Goal => List every line of the material below that contains the word "water" and copy each one in full. Case counts.
• • • • • • •
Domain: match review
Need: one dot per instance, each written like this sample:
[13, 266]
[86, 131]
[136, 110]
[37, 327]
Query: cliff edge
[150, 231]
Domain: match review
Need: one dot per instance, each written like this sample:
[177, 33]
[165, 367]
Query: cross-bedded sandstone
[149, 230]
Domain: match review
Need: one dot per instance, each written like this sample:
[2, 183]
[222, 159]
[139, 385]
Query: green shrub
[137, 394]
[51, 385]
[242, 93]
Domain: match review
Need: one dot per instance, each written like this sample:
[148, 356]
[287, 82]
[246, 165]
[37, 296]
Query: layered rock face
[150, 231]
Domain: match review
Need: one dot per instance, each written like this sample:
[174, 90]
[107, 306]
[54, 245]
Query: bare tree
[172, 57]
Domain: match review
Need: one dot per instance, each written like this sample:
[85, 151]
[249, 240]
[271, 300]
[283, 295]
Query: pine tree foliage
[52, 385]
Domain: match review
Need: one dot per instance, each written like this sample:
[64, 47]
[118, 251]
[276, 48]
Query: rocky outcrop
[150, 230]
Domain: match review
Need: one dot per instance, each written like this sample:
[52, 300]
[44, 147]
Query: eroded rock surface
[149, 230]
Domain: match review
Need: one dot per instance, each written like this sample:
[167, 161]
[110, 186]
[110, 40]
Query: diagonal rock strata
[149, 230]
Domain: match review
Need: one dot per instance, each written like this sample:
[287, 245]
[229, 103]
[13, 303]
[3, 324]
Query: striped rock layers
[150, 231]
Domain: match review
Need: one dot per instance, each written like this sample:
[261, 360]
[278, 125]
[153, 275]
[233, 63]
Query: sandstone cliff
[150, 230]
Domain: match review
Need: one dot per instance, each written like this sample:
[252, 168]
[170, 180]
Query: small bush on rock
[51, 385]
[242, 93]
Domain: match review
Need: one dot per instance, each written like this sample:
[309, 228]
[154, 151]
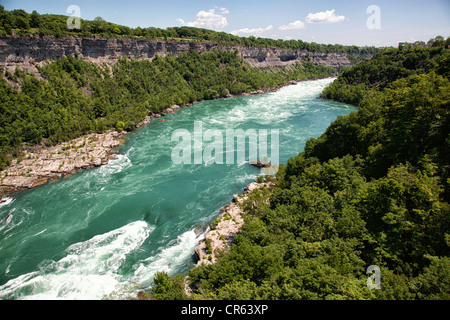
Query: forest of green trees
[372, 190]
[21, 23]
[73, 97]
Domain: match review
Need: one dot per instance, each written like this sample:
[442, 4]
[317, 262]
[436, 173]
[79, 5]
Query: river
[105, 232]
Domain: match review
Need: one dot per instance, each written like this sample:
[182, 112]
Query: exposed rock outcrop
[28, 49]
[41, 165]
[225, 227]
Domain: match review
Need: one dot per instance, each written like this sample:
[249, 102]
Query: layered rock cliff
[22, 50]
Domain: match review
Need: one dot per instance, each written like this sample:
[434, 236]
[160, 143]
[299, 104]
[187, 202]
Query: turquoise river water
[108, 230]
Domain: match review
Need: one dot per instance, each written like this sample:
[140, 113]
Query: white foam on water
[168, 259]
[116, 165]
[6, 201]
[88, 271]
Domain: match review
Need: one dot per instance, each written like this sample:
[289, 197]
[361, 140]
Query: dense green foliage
[387, 66]
[70, 97]
[21, 23]
[372, 190]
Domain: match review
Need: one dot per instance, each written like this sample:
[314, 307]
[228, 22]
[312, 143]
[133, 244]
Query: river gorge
[105, 232]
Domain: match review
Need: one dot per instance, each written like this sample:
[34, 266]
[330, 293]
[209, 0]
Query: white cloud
[251, 31]
[324, 17]
[292, 26]
[208, 19]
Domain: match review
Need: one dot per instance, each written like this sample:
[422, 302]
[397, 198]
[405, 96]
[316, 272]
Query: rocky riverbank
[220, 235]
[40, 164]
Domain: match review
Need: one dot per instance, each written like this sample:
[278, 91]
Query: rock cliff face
[23, 50]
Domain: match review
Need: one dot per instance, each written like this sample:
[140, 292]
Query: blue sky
[344, 21]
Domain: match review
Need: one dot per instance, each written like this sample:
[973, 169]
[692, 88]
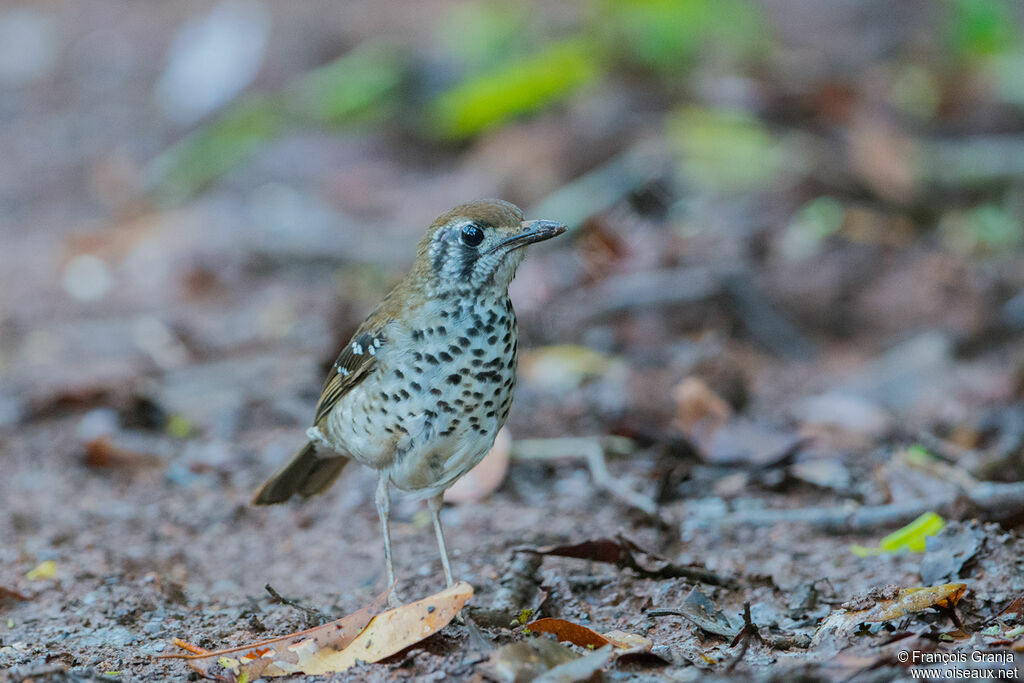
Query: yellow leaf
[43, 570]
[912, 537]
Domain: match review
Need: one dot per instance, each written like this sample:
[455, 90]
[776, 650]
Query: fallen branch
[992, 500]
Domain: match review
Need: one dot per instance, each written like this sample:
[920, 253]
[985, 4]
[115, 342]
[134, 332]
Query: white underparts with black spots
[439, 390]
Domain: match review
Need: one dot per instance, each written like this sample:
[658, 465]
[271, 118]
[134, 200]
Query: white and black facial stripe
[459, 256]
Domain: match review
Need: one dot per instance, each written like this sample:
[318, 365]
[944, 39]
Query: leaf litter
[367, 635]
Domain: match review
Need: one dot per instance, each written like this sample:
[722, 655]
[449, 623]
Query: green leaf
[912, 537]
[353, 87]
[724, 150]
[194, 162]
[670, 35]
[515, 88]
[981, 27]
[483, 35]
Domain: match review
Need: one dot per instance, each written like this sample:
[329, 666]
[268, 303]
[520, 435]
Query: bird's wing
[353, 365]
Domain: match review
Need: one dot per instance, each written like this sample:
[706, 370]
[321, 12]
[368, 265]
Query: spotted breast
[439, 391]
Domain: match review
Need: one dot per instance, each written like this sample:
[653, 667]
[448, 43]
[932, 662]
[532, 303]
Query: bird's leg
[435, 511]
[383, 501]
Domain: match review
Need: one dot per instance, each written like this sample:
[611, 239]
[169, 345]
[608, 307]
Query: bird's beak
[531, 230]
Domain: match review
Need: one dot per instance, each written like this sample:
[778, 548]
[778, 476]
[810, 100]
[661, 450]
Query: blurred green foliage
[987, 228]
[812, 224]
[668, 35]
[979, 28]
[212, 151]
[480, 36]
[512, 89]
[725, 150]
[351, 88]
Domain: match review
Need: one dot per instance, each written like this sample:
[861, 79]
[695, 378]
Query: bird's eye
[472, 236]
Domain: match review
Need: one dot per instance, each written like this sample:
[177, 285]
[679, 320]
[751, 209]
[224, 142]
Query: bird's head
[476, 247]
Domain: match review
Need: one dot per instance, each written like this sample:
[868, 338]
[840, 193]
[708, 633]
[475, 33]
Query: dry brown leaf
[623, 552]
[486, 476]
[271, 657]
[341, 644]
[9, 593]
[904, 601]
[585, 637]
[101, 453]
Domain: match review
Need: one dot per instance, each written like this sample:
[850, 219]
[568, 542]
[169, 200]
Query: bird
[426, 381]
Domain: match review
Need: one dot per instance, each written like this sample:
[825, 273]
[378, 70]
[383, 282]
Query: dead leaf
[702, 611]
[43, 570]
[265, 657]
[623, 552]
[488, 474]
[11, 594]
[336, 646]
[887, 604]
[585, 637]
[527, 659]
[699, 412]
[947, 552]
[101, 453]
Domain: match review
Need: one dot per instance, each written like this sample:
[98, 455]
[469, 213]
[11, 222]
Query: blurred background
[797, 228]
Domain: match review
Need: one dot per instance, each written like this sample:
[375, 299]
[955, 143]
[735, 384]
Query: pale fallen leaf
[486, 476]
[892, 605]
[266, 657]
[341, 644]
[43, 570]
[562, 367]
[626, 643]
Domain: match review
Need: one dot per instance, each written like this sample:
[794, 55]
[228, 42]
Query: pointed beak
[530, 231]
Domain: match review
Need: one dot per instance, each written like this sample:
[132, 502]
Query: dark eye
[472, 236]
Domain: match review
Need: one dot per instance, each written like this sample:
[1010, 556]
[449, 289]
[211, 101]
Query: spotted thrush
[424, 385]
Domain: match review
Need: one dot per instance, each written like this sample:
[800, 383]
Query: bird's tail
[305, 474]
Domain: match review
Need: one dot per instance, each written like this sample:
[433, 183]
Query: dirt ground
[755, 385]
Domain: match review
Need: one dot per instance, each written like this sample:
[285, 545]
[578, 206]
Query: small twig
[313, 615]
[996, 500]
[762, 321]
[747, 634]
[950, 611]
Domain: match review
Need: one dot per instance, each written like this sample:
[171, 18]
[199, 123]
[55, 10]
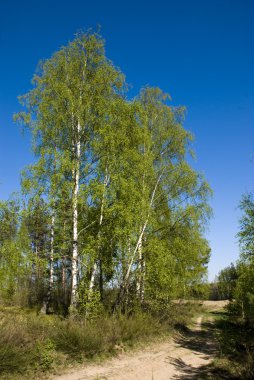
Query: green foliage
[111, 204]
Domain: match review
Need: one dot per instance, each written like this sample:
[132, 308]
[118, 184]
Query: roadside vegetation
[33, 346]
[109, 225]
[235, 327]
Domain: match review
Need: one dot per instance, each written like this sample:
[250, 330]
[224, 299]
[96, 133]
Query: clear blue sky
[200, 51]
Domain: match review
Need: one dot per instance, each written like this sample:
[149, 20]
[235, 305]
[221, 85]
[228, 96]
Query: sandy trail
[183, 357]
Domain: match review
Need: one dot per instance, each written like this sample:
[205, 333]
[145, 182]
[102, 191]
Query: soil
[186, 356]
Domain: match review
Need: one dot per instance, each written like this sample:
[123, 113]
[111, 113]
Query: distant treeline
[111, 213]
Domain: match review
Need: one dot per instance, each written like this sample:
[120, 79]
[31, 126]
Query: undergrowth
[32, 345]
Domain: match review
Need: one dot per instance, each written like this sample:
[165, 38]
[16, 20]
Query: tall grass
[32, 344]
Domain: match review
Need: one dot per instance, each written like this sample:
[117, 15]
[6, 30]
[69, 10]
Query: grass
[31, 345]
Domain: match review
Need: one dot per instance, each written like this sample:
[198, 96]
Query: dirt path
[187, 356]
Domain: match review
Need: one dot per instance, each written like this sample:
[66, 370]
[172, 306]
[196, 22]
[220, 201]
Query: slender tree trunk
[95, 266]
[124, 284]
[74, 267]
[51, 266]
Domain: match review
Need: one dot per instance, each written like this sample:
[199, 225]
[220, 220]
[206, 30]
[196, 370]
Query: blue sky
[199, 51]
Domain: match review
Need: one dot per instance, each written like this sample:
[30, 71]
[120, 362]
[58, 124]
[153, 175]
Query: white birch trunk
[95, 266]
[139, 242]
[74, 267]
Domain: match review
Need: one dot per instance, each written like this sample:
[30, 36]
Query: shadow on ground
[199, 341]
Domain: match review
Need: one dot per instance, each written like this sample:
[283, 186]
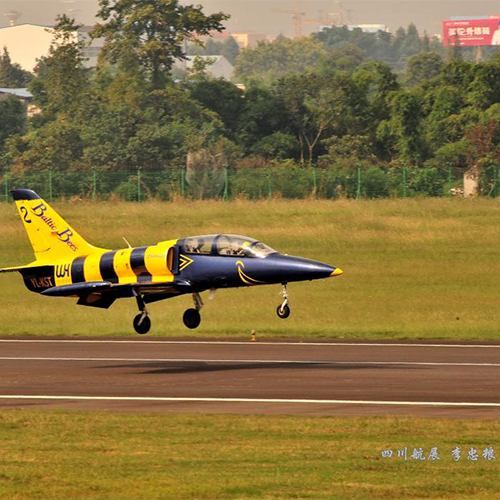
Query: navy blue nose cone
[285, 268]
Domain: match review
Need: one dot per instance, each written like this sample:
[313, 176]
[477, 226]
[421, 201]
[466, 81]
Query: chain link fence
[251, 183]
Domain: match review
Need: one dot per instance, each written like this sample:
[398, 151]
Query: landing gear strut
[192, 318]
[283, 310]
[142, 322]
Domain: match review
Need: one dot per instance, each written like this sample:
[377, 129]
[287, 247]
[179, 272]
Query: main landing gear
[283, 310]
[142, 322]
[192, 318]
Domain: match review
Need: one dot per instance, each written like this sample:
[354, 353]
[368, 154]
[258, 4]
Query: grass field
[419, 268]
[62, 455]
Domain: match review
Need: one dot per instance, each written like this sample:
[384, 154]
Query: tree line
[322, 101]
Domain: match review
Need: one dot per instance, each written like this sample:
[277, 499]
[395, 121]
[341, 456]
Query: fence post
[315, 183]
[358, 190]
[495, 180]
[94, 183]
[450, 181]
[270, 182]
[183, 182]
[225, 196]
[50, 184]
[139, 184]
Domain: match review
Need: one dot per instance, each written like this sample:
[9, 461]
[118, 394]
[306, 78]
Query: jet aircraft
[66, 265]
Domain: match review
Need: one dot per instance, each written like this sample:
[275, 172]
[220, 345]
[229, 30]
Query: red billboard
[472, 32]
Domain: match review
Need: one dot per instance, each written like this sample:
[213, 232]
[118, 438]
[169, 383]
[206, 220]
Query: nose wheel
[192, 317]
[142, 322]
[283, 310]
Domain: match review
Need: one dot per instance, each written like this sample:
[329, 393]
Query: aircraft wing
• • • • • • •
Reply to the task =>
Query: turquoise river water
Query: white foam on water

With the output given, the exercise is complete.